• [Required actions]:
1. Quote the excerpt about the startup BosonQ Psi, starting at "His workers aren’t" and ending at "local software engineers.".
2. According to the excerpt about the startup BosonQ Psi, when was the company founded?

• [Text extract]:
In summer 2022, he graduated with his master’s in aerospace, aeronautical and astronautical engineering from Rensselaer Polytechnic Institute and opted to forego his Ph.D. for now and focus on his startup BosonQ Psi full time.

He moved to Buffalo because he has family in the Buffalo and Rochester areas, and knew it was a good tech hub with available help from universities.

“The kind of people I’ve met here just in the past six months, the community is young and eager to do something,” he said. “That’s why I chose to be here.”

Founded in September 2020, his startup is a software-as-a-service that uses quantum computing to speed up virtual simulations. CEO Chopra started the business with Jash Minocha, his cousin, and Rut Lineswala, his friend from Rutgers. The team leads about 27 employees across the globe, many in India.

Now Chopra has decided to move headquarters from India to Buffalo and is looking at co-working spaces.

His workers aren’t planning to move to Buffalo, though some will travel between India and Buffalo. He expects to add about 50 tech workers specializing in simulation and computation and 50 software engineers within the next few years.

Chopra said he's especially excited about the prospect of hiring local software engineers.

“We are a SaaS company, so we need our platform to grow,” he said. “There cannot be a better place than Upstate New York because of the abundance of talent for software engineering.”

The startup recently released an alpha version of its software and is getting feedback from individual users such as professors and simulation engineers and plans to launch its beta product within the next eight months.

The business is also doing pilots and proof of concepts with five global corporate companies in the automotive, aerospace, auto and gas industries, with another 10 businesses in the pipeline.

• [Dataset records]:
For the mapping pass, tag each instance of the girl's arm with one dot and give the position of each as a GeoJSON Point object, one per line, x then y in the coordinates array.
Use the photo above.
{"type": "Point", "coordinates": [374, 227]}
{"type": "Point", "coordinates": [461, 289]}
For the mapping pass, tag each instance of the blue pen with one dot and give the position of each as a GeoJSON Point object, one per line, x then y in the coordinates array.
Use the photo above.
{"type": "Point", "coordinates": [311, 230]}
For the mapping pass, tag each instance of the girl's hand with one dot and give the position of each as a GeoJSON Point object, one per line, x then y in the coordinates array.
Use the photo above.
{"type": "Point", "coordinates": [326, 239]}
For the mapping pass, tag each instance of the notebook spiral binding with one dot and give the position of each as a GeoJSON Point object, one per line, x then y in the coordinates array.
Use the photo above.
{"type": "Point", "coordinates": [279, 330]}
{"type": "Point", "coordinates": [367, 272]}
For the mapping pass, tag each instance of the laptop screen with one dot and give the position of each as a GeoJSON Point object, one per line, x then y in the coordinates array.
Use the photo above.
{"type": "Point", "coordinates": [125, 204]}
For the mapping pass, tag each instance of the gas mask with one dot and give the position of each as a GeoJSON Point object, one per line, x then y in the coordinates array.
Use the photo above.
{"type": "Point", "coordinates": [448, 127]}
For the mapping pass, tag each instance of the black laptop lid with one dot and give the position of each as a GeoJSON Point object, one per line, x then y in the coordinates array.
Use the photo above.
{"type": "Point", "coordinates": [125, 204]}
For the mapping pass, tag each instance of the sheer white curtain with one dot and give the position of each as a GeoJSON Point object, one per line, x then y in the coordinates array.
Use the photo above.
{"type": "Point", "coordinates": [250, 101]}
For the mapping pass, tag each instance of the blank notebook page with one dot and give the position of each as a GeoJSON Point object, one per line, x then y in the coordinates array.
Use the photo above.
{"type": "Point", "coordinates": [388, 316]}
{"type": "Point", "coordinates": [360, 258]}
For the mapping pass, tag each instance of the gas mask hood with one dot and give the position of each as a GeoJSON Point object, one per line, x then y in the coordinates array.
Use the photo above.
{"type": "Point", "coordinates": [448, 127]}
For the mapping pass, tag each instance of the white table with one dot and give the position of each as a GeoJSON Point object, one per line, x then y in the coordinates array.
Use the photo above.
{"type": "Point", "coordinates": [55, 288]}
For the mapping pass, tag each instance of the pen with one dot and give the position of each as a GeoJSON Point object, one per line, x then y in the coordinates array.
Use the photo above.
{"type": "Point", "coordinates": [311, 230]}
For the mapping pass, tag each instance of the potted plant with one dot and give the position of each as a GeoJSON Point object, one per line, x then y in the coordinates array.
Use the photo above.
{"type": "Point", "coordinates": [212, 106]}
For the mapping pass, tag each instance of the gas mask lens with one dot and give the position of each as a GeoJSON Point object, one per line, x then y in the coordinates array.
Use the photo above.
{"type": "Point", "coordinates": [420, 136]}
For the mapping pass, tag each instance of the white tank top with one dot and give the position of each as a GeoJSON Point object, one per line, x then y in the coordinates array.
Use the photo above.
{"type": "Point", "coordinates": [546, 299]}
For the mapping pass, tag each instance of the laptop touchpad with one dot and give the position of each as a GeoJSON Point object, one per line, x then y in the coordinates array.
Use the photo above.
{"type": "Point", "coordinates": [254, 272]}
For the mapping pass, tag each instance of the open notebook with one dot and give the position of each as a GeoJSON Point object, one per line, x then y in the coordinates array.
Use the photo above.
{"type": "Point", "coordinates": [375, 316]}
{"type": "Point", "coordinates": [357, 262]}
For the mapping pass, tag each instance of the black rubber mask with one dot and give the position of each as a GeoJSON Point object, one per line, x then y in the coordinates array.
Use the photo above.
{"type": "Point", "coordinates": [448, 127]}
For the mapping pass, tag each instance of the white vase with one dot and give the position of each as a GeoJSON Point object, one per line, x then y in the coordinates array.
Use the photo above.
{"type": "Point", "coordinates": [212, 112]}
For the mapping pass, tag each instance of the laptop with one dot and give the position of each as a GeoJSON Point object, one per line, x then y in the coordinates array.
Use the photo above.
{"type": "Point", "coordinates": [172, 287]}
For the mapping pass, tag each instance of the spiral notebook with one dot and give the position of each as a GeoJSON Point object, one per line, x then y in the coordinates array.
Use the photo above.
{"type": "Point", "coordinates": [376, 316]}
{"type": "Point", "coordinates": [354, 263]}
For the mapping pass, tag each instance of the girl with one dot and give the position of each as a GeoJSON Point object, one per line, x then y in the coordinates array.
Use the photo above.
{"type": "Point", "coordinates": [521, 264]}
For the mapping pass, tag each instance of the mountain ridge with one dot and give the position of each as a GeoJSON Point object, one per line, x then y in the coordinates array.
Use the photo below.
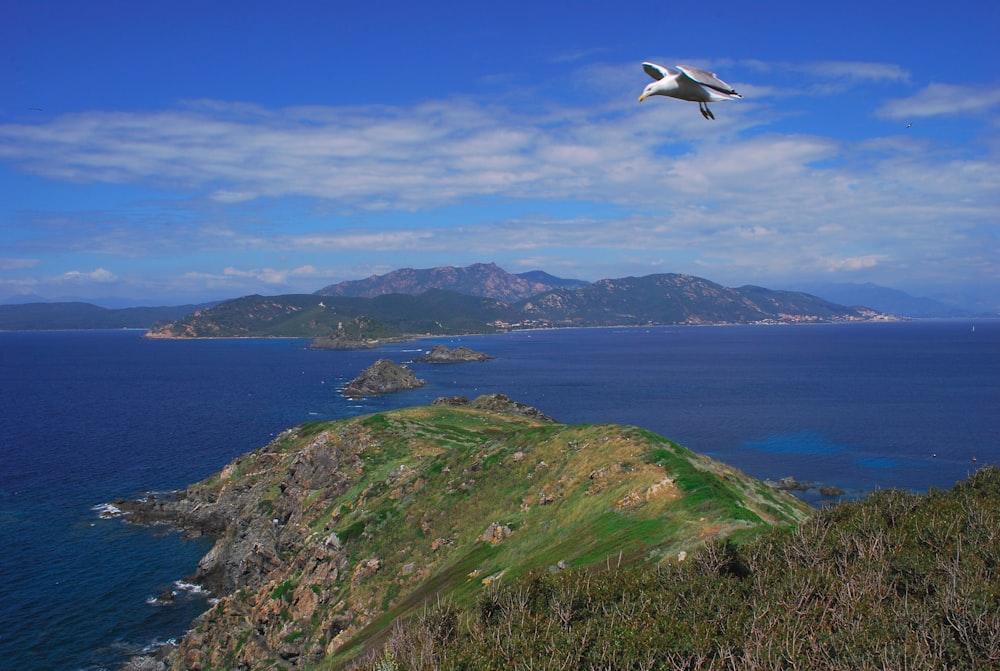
{"type": "Point", "coordinates": [662, 299]}
{"type": "Point", "coordinates": [334, 530]}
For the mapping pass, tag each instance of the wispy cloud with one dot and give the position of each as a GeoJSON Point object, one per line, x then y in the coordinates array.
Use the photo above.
{"type": "Point", "coordinates": [943, 100]}
{"type": "Point", "coordinates": [739, 197]}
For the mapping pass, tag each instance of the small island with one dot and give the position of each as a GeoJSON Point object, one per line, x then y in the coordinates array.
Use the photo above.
{"type": "Point", "coordinates": [443, 354]}
{"type": "Point", "coordinates": [382, 377]}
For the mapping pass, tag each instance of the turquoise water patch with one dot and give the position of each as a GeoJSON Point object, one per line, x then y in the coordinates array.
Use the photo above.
{"type": "Point", "coordinates": [801, 442]}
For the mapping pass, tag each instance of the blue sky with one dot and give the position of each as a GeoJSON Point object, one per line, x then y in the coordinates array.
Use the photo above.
{"type": "Point", "coordinates": [171, 152]}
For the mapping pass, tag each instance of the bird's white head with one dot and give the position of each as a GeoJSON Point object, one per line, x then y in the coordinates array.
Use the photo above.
{"type": "Point", "coordinates": [649, 91]}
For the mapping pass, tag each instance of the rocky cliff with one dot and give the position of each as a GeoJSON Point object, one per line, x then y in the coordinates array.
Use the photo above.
{"type": "Point", "coordinates": [335, 529]}
{"type": "Point", "coordinates": [445, 354]}
{"type": "Point", "coordinates": [382, 377]}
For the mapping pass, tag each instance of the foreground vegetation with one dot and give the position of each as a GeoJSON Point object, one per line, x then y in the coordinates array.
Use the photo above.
{"type": "Point", "coordinates": [336, 530]}
{"type": "Point", "coordinates": [897, 581]}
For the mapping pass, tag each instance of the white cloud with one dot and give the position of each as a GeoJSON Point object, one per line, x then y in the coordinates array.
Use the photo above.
{"type": "Point", "coordinates": [100, 276]}
{"type": "Point", "coordinates": [738, 196]}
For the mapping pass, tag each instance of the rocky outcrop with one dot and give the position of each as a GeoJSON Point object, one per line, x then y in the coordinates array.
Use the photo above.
{"type": "Point", "coordinates": [443, 354]}
{"type": "Point", "coordinates": [335, 526]}
{"type": "Point", "coordinates": [382, 377]}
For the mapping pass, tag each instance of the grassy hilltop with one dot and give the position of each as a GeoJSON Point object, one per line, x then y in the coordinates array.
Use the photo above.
{"type": "Point", "coordinates": [336, 529]}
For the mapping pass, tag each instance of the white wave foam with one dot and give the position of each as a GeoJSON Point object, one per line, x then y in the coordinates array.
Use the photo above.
{"type": "Point", "coordinates": [108, 510]}
{"type": "Point", "coordinates": [190, 587]}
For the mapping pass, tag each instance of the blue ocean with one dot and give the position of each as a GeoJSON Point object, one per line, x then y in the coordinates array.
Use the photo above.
{"type": "Point", "coordinates": [86, 417]}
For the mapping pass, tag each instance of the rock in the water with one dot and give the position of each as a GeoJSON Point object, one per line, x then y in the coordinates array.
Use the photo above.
{"type": "Point", "coordinates": [442, 354]}
{"type": "Point", "coordinates": [382, 377]}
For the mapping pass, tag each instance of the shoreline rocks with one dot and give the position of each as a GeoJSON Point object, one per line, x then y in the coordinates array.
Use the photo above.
{"type": "Point", "coordinates": [382, 377]}
{"type": "Point", "coordinates": [443, 354]}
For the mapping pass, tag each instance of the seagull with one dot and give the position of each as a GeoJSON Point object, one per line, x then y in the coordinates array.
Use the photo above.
{"type": "Point", "coordinates": [688, 83]}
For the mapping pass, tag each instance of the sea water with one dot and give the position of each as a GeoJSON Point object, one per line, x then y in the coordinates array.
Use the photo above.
{"type": "Point", "coordinates": [86, 417]}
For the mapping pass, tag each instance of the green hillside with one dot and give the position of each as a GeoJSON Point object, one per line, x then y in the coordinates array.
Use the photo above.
{"type": "Point", "coordinates": [335, 530]}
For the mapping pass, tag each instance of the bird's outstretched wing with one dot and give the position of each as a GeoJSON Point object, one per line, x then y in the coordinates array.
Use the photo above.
{"type": "Point", "coordinates": [708, 79]}
{"type": "Point", "coordinates": [657, 71]}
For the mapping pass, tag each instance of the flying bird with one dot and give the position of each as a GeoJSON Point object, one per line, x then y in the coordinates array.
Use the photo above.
{"type": "Point", "coordinates": [688, 83]}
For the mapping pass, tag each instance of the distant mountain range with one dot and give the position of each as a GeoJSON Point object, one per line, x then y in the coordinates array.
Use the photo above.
{"type": "Point", "coordinates": [884, 299]}
{"type": "Point", "coordinates": [411, 302]}
{"type": "Point", "coordinates": [482, 298]}
{"type": "Point", "coordinates": [480, 279]}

• [Task responses]:
1.
His workers aren’t planning to move to Buffalo, though some will travel between India and Buffalo. He expects to add about 50 tech workers specializing in simulation and computation and 50 software engineers within the next few years.

Chopra said he's especially excited about the prospect of hiring local software engineers.

2. September 2020